# TEXT SHOWN:
——

Data Types in Rust
A comprehensive overview of Rusts type system covering scalar types, compound types, pointer types, arrays, vectors, slices, and string types with beginner-friendly explanations
Every value in a Rust program has a type. Before your code ever runs, the Rust compiler examines every variable, every function argument, and every expression to verify that types are used consistently throughout your program. This process catches entire categories of bugs at compile time — bugs that in dynamically typed languages would only surface at runtime, often in production.
Rust's type system is static, meaning every type must be known at compile time. The compiler can infer types in most situations, so you do not need to annotate everything. But when inference is ambiguous or you want to make your intent explicit, you write the type yourself. This balance — inference for convenience, explicit annotation for clarity — is central to how Rust programmers work with types day to day.
This page introduces every major category of data types in Rust. Each section links to a dedicated page with deeper explanations, more examples, and common pitfalls.
How to Use This Section:
If you are new to Rust, read the Scalar Types and Compound Types sections first. Those are the types you will use in nearly every line of Rust you write. The String Types section is essential but trickier — come back to it after you have written a few small programs. Pointer types and the distinction between arrays, vectors, and slices become important once you start managing collections of data.
Scalar Types
A scalar type holds a single value. Rust has four scalar types: integers, floating-point numbers, Booleans, and characters. These are the atoms of Rust's type system — everything else is built from them or builds upon them.
Integers are whole numbers. Rust gives you explicit control over both the size (8, 16, 32, 64, or 128 bits) and the signedness (signed with i, unsigned with u). The default integer type is i32. Floating-point numbers use f32 or f64, with f64 as the default. Booleans are bool with values true and false. Characters are char, representing a single Unicode scalar value in 4 bytes.
let temperature: i32 = -15; // signed 32-bit integer
let population: u64 = 8_000_000; // unsigned 64-bit, underscores for readability
let price: f64 = 29.99; // 64-bit float (default)

——

# INSTRUCTIONS:
a) In the Rust data types text, what is the default integer type?
b) Say whether each statement agrees with the Rust data types text, answering yes or no and quoting the words of the text that decide it: (i) Rust has four scalar types. (ii) The default floating-point type is f32. (iii) A char value takes 2 bytes.

# DATASET EXTRACT:
——

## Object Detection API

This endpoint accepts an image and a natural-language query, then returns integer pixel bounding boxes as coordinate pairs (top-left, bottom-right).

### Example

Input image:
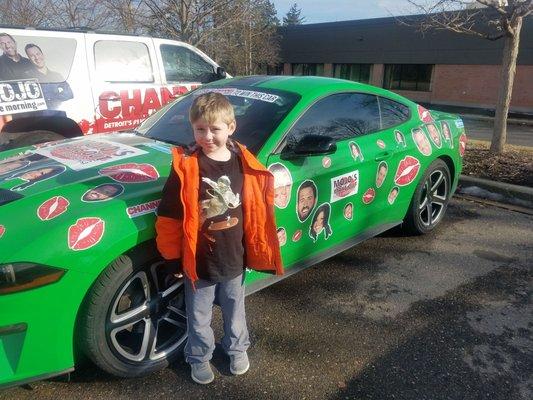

——

# RESULTS FOR THE EXERCISE:
a) i32

b)
(i) Yes: "Rust has four scalar types: integers, floating-point numbers, Booleans, and characters."
(ii) No: "Floating-point numbers use f32 or f64, with f64 as the default."
(iii) No: "Characters are char, representing a single Unicode scalar value in 4 bytes."